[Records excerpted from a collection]
• • •
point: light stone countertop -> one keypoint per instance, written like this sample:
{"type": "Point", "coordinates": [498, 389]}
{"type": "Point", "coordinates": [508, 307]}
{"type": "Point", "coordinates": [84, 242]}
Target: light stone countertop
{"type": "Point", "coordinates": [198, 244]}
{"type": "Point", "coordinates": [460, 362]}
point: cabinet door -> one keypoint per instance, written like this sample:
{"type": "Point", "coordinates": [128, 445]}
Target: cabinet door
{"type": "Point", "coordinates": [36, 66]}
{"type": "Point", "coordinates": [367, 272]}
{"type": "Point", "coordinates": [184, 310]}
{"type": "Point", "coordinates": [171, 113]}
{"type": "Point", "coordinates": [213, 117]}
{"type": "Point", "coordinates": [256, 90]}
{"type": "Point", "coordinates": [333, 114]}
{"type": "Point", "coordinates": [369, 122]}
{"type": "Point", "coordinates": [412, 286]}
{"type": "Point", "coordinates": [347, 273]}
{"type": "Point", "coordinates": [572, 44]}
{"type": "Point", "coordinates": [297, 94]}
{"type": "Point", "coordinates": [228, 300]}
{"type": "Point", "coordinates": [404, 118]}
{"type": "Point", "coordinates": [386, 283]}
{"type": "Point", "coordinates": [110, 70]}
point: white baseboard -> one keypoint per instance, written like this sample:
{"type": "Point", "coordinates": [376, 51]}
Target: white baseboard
• • •
Write out all the items above again, swapping "keypoint" for "marker" wherever it appears and changing nothing else.

Task output:
point: light stone countertop -> one marker per instance, written like this sample:
{"type": "Point", "coordinates": [498, 389]}
{"type": "Point", "coordinates": [508, 307]}
{"type": "Point", "coordinates": [84, 242]}
Target: light stone countertop
{"type": "Point", "coordinates": [198, 244]}
{"type": "Point", "coordinates": [460, 362]}
point: cabinet door -> one marker per instance, written like this sample:
{"type": "Point", "coordinates": [128, 445]}
Target: cabinet door
{"type": "Point", "coordinates": [36, 66]}
{"type": "Point", "coordinates": [367, 272]}
{"type": "Point", "coordinates": [184, 310]}
{"type": "Point", "coordinates": [171, 113]}
{"type": "Point", "coordinates": [213, 117]}
{"type": "Point", "coordinates": [256, 90]}
{"type": "Point", "coordinates": [333, 114]}
{"type": "Point", "coordinates": [369, 122]}
{"type": "Point", "coordinates": [412, 286]}
{"type": "Point", "coordinates": [347, 273]}
{"type": "Point", "coordinates": [572, 44]}
{"type": "Point", "coordinates": [297, 94]}
{"type": "Point", "coordinates": [228, 300]}
{"type": "Point", "coordinates": [404, 118]}
{"type": "Point", "coordinates": [386, 283]}
{"type": "Point", "coordinates": [110, 70]}
point: white baseboard -> one marker per instance, written like this sample:
{"type": "Point", "coordinates": [376, 51]}
Target: white baseboard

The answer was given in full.